# [TASK TO CARRY OUT]
Reproduce verbatim the lines of the entries below, from the line containing "curtain using a bounding box." through the line containing "[77,38,245,356]", both lines included.

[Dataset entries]

------------------------

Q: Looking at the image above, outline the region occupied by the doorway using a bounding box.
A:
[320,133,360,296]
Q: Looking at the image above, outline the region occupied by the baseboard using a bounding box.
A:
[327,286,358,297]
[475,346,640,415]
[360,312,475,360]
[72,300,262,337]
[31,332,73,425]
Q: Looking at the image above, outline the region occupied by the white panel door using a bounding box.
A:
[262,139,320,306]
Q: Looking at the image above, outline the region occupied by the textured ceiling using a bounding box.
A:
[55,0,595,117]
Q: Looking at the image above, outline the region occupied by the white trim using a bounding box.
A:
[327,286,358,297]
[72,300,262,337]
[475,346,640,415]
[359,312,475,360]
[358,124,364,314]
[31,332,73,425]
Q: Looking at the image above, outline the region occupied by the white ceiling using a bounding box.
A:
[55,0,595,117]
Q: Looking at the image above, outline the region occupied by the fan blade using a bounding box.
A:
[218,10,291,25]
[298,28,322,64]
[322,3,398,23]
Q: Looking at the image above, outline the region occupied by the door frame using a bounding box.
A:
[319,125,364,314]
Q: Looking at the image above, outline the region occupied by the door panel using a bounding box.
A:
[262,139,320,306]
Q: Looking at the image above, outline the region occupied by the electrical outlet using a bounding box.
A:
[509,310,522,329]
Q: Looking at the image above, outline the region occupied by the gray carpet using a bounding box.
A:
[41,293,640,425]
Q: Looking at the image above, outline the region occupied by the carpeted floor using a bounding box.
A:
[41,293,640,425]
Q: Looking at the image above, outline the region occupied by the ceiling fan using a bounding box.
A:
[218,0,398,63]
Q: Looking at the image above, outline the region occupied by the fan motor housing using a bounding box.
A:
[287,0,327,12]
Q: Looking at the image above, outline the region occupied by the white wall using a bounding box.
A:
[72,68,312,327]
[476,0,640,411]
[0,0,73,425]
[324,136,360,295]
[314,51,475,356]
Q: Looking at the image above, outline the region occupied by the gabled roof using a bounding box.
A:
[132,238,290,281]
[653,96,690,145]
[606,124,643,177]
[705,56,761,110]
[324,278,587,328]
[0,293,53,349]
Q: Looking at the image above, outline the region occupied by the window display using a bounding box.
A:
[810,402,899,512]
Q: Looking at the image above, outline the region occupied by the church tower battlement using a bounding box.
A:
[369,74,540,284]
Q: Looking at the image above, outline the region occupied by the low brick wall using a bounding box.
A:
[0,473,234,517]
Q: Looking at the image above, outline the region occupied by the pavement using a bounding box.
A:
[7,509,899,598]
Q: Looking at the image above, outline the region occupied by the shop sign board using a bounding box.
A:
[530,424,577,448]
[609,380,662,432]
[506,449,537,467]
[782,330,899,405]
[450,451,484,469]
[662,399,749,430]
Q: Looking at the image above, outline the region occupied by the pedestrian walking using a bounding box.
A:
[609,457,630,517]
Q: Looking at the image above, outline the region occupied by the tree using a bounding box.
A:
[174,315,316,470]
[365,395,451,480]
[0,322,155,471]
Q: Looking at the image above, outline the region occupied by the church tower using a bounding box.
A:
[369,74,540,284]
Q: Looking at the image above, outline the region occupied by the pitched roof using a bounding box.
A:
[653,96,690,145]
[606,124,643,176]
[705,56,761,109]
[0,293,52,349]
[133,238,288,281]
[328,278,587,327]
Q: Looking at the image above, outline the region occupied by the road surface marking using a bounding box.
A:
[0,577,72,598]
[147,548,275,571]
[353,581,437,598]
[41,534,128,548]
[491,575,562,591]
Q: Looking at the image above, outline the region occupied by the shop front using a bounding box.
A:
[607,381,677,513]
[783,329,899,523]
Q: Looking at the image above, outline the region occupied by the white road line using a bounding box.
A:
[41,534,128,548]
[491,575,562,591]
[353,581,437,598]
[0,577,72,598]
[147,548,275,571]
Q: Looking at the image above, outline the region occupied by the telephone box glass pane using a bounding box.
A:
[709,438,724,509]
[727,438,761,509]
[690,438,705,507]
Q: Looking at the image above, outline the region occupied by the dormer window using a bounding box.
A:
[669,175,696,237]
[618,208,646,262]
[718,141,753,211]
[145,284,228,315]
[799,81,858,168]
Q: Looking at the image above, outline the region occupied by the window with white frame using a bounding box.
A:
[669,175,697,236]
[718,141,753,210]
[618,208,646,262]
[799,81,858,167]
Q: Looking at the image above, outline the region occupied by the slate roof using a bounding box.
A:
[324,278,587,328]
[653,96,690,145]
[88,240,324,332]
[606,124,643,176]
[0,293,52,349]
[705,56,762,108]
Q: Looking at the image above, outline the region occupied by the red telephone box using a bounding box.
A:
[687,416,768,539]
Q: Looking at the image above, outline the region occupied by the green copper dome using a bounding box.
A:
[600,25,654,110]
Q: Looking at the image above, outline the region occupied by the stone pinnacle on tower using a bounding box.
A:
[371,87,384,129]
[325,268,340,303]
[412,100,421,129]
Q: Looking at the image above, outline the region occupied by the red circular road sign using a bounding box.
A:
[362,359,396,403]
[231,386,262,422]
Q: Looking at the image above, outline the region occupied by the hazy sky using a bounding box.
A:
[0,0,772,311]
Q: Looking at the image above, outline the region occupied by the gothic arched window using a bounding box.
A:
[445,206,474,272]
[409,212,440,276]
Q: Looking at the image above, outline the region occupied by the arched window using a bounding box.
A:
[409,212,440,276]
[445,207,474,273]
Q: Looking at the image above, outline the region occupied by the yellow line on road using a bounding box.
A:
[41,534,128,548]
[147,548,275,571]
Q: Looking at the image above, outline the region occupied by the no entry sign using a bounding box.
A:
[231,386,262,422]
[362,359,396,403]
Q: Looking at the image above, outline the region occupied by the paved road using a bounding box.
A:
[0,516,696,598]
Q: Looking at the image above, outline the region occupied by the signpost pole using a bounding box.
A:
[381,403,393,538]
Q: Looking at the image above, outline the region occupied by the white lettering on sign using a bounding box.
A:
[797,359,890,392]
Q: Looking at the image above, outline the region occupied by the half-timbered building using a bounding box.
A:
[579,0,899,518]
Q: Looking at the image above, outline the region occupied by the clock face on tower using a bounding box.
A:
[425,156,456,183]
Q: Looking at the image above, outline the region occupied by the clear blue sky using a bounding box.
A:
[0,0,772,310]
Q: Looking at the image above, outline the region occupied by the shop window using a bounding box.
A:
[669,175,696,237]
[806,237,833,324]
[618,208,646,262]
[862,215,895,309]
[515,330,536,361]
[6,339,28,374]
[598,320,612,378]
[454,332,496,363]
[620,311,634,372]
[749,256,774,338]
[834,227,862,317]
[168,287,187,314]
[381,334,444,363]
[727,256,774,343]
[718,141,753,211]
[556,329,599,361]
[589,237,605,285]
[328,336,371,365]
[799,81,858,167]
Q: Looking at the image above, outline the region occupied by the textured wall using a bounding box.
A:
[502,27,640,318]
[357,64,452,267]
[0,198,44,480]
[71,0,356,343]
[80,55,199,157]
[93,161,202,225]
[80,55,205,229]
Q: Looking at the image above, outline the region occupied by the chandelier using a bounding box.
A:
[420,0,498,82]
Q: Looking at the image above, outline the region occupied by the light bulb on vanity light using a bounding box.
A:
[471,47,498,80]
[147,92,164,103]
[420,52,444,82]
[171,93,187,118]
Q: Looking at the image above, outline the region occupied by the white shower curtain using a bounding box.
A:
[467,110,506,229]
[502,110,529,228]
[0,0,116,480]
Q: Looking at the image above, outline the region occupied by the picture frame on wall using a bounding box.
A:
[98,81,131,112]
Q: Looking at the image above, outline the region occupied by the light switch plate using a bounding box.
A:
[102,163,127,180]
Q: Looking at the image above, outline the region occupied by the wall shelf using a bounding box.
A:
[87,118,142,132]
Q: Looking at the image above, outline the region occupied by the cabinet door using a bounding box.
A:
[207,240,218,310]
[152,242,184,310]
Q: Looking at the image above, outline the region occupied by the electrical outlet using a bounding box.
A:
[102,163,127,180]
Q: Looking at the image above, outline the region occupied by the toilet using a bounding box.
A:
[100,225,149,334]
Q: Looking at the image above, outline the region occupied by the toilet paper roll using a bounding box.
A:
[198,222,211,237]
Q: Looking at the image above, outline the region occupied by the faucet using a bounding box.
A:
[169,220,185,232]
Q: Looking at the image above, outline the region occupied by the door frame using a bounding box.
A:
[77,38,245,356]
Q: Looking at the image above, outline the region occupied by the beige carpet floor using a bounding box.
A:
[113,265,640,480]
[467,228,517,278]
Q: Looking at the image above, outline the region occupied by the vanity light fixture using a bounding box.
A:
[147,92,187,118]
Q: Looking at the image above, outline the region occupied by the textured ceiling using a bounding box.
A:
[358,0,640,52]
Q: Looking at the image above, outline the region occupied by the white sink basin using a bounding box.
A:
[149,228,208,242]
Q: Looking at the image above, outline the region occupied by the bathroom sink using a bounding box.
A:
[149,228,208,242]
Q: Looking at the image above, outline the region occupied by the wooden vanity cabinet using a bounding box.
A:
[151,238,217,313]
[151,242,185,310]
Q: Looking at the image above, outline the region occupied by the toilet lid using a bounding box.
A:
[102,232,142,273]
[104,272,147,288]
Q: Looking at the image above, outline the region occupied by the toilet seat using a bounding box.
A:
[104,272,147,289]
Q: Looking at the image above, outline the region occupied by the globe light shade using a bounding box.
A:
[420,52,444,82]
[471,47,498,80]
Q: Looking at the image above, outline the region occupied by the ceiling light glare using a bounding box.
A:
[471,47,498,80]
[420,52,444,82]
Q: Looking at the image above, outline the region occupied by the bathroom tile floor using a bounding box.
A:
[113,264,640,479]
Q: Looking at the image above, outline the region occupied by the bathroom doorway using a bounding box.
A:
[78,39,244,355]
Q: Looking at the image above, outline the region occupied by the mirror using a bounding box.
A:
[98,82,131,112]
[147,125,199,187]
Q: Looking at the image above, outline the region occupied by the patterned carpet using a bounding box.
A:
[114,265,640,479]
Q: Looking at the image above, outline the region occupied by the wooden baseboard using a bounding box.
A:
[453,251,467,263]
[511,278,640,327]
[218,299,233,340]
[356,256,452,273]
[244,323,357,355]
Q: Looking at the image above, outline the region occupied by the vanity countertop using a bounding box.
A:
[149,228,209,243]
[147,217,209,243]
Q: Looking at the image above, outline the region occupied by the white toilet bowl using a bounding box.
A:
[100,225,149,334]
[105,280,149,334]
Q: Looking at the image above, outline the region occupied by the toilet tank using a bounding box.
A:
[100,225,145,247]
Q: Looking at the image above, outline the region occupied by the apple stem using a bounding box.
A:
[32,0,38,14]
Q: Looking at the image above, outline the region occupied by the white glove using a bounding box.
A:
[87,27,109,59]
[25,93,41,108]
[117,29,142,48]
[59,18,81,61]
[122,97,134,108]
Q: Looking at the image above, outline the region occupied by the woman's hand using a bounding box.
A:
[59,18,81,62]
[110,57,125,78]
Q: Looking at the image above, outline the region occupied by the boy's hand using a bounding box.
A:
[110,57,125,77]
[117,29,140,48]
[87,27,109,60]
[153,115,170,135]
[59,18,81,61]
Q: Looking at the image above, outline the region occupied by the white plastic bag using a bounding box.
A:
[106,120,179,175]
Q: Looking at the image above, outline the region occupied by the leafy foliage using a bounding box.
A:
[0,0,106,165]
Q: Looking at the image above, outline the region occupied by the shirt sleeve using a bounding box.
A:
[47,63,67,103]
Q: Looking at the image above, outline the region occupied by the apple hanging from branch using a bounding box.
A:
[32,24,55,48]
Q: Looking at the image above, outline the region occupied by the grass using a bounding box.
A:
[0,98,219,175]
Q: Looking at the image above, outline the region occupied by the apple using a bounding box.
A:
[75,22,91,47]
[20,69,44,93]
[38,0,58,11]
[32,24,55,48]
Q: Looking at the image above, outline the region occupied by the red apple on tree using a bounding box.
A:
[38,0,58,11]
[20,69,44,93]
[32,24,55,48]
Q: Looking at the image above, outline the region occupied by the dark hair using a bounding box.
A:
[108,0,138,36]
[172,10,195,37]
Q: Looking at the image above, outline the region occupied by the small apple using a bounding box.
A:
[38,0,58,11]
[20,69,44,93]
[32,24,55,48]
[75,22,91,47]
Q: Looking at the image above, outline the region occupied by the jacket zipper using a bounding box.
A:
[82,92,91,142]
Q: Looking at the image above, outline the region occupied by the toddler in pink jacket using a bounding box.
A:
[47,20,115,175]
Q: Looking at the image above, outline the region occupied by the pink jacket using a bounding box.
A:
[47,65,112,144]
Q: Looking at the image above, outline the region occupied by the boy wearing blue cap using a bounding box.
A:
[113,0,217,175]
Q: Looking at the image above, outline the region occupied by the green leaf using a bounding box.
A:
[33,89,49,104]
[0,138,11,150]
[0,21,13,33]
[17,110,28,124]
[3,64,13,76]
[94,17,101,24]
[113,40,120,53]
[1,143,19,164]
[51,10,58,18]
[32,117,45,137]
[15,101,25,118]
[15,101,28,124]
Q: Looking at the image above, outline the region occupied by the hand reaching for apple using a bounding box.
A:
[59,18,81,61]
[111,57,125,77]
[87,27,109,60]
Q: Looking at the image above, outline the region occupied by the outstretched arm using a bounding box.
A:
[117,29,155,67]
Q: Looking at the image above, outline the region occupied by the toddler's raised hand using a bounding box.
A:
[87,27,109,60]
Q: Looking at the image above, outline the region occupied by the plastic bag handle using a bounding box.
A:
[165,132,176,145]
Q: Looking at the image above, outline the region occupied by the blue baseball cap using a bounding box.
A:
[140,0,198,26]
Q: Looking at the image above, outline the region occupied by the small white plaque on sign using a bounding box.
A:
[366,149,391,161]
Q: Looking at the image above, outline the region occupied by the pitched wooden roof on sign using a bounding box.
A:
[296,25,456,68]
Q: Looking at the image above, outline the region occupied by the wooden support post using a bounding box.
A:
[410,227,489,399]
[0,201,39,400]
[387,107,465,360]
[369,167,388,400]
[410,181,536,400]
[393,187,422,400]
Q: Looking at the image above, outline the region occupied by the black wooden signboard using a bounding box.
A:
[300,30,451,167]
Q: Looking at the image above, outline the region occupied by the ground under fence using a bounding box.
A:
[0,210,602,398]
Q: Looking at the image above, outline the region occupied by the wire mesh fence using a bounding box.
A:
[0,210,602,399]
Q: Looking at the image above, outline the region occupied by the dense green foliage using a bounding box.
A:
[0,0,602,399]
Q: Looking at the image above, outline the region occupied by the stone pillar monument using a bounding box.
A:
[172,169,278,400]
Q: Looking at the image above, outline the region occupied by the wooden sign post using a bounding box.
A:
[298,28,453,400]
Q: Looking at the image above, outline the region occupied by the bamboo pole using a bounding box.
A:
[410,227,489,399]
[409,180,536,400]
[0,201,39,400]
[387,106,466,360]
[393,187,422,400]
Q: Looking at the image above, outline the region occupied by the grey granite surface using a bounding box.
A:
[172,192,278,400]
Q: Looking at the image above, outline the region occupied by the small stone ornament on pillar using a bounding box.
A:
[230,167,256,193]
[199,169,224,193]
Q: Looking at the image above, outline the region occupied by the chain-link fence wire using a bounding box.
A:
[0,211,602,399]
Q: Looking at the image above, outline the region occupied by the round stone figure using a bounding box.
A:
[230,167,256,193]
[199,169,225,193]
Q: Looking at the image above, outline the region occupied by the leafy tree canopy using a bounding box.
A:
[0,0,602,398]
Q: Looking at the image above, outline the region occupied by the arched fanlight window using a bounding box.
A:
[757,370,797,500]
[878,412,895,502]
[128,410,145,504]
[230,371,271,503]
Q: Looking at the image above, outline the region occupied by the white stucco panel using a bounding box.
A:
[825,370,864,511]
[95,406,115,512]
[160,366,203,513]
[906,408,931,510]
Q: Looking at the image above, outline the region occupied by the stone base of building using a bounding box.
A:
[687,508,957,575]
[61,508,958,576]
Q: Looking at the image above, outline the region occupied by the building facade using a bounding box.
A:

------------------------

# [REPLY]
Q: Looking at the image above, outline the region occupied by the white shower curtain using a bounding box.
A:
[467,110,506,229]
[502,110,529,228]
[0,0,116,480]
Q: Looking at the image above, outline the region occupied by the picture frame on wall using a bounding box.
A:
[98,81,131,112]
Q: Looking at the image above, outline the region occupied by the light switch plate using a bounding box.
A:
[102,163,127,180]
Q: Looking at the image above, outline the region occupied by the wall shelf using a bounding box.
A:
[87,118,142,132]
Q: Looking at the image above, outline the region occupied by the cabinet door using a bounding box.
A:
[207,240,218,310]
[152,242,184,310]
Q: Looking at the image above, outline the region occupied by the electrical outlet using a bounding box.
A:
[102,163,127,180]
Q: Looking at the image above, outline the region occupied by the toilet using a bounding box.
A:
[100,225,149,334]
Q: Looking at the image above, outline the region occupied by the toilet paper roll using a bounding box.
A:
[198,222,211,237]
Q: Looking at the image above, outline the region occupied by the faucet using a bounding box.
A:
[169,220,185,232]
Q: Looking at the image above, outline the region occupied by the door frame using a bounding box.
A:
[77,38,245,356]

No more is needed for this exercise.